TASK STATEMENT: Could you reproduce the material from the line containing "Keypoint placement: for each instance of the grass" through the end of the material, both ends included, with every requested line kept as it is but each pixel coordinate in the answers scaled by 2.25 and rounded to the nearest whole number, halves rounded up? Give only those lines.

--- Start of DATASET RECORDS ---

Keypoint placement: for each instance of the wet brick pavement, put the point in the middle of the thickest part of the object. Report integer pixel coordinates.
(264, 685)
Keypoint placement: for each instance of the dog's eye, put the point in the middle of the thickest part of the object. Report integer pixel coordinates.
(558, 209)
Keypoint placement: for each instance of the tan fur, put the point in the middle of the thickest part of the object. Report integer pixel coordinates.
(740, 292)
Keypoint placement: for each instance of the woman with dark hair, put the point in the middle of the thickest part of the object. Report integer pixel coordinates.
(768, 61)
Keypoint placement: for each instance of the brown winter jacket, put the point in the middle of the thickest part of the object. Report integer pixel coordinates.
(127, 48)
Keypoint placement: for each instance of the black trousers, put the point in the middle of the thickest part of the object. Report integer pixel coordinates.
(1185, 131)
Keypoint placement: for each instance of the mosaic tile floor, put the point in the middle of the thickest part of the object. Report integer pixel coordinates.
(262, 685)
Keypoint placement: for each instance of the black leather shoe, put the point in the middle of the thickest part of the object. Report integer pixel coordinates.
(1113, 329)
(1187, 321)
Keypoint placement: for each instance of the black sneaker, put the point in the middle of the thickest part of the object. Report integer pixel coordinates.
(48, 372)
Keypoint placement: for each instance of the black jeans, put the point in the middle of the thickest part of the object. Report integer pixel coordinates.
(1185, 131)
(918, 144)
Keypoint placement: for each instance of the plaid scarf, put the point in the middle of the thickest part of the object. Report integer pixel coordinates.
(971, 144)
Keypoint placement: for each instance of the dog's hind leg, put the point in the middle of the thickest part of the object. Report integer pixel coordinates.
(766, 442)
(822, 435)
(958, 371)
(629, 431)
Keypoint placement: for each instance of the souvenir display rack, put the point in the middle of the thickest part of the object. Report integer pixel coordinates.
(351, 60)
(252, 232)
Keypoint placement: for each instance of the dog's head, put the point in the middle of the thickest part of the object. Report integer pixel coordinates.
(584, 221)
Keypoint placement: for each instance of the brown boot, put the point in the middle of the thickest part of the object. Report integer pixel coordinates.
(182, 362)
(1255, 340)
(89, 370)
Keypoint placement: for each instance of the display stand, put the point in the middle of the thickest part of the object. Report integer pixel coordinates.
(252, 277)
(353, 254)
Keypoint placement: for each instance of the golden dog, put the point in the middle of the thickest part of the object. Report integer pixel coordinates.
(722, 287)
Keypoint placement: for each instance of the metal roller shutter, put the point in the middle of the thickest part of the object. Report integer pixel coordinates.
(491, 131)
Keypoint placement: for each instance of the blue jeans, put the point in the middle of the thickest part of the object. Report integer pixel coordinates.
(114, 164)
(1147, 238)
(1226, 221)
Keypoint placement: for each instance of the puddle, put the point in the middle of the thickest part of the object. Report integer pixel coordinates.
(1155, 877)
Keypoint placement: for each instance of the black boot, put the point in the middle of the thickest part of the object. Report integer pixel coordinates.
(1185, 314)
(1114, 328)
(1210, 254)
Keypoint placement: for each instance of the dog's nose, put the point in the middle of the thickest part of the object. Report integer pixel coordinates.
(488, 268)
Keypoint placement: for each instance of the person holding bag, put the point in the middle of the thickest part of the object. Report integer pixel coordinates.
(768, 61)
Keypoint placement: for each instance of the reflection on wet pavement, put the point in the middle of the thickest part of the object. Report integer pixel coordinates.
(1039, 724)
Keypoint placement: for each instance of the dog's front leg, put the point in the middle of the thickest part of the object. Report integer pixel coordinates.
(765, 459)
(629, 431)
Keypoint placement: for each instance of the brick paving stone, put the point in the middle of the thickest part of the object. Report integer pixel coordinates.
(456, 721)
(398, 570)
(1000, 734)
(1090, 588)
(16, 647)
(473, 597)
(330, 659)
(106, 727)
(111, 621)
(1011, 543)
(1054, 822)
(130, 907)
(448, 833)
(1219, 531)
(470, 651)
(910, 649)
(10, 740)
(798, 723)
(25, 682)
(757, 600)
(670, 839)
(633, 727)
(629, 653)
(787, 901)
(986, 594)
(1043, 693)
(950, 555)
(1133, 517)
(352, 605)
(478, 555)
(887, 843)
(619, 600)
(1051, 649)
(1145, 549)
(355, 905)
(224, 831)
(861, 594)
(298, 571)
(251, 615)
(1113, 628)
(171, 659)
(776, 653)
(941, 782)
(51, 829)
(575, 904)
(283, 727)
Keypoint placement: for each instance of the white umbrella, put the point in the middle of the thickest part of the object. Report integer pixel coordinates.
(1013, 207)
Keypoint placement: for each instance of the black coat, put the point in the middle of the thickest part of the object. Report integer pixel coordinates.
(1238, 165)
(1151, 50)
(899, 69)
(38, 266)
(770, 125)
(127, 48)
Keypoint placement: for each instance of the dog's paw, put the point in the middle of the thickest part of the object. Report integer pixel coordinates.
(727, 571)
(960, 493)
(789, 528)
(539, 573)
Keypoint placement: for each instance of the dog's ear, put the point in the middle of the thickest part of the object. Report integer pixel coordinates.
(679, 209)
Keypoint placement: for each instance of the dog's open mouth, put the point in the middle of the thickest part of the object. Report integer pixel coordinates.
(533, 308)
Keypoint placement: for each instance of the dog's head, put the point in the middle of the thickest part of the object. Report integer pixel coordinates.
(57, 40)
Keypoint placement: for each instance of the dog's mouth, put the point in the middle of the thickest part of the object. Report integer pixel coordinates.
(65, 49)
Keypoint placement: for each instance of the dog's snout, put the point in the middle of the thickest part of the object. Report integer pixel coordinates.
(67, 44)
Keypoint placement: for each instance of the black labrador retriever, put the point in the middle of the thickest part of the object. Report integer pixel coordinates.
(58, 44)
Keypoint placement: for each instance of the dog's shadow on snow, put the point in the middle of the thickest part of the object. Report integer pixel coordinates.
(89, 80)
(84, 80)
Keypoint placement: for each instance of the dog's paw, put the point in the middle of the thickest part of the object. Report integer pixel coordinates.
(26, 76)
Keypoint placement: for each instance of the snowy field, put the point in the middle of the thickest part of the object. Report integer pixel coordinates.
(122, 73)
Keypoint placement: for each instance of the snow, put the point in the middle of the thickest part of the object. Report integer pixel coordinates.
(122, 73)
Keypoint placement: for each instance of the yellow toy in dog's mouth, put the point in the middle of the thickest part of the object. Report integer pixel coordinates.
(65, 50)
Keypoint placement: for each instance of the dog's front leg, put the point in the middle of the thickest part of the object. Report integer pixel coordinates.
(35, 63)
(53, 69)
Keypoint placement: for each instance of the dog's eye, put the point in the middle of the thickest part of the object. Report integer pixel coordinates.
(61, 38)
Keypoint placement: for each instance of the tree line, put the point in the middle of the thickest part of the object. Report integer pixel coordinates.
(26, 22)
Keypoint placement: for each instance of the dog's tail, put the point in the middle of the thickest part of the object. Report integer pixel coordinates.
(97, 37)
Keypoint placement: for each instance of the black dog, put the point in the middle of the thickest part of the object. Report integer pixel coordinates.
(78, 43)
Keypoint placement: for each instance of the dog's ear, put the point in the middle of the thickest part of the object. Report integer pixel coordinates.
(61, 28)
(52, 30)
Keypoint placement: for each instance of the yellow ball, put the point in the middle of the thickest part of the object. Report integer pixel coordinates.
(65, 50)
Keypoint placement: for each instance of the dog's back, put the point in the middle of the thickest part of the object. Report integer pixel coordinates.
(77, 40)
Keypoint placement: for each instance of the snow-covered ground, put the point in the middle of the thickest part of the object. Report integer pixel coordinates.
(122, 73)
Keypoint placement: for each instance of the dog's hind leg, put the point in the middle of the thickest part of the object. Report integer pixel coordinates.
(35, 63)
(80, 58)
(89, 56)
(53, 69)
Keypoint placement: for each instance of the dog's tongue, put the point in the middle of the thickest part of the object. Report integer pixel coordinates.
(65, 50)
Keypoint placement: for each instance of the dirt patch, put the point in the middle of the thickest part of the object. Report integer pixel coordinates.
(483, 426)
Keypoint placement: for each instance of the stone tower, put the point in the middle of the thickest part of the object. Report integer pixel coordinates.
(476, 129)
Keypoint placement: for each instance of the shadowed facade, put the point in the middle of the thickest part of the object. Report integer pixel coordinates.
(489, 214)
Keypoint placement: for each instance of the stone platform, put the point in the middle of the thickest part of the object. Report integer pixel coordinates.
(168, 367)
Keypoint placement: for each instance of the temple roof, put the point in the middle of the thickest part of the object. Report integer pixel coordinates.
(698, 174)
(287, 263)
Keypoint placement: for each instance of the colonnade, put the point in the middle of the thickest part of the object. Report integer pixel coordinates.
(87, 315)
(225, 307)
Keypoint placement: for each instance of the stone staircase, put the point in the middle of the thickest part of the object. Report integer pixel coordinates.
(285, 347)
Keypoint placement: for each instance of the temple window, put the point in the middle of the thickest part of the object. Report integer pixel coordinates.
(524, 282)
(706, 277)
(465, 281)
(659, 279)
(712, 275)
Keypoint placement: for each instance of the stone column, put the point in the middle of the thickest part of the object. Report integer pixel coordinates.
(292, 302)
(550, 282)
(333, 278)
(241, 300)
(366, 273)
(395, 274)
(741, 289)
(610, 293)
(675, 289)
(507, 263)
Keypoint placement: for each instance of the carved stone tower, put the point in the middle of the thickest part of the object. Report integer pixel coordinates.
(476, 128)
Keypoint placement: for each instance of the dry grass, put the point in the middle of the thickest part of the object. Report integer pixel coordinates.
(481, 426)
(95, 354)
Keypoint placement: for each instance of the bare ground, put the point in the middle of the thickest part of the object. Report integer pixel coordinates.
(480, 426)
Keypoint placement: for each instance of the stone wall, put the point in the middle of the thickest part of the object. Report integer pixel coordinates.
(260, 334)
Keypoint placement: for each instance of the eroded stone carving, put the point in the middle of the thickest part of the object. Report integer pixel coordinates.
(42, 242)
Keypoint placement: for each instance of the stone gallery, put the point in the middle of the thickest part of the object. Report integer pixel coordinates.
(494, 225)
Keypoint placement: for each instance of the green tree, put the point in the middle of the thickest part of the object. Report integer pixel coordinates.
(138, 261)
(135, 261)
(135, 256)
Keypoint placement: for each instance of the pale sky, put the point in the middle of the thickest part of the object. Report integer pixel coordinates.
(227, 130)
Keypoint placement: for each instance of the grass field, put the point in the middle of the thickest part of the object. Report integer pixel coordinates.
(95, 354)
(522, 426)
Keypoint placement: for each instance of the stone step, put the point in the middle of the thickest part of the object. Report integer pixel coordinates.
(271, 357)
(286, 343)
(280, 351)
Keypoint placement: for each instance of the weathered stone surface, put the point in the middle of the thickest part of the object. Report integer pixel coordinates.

--- End of DATASET RECORDS ---

RESPONSE TO THIS TASK:
Keypoint placement: for each instance of the grass field, put the point in the middle of the thickest part of the object. Report integer pixel coordinates.
(214, 797)
(1175, 959)
Keypoint placement: for each instance of the stone step, put the point in the middle of the thickest part of the object. Report integer pixel coordinates.
(610, 803)
(644, 772)
(630, 790)
Keypoint placement: for each instance of the weathered stone surface, put the point in the middle of the thickest part of the object. Report integer pixel coordinates.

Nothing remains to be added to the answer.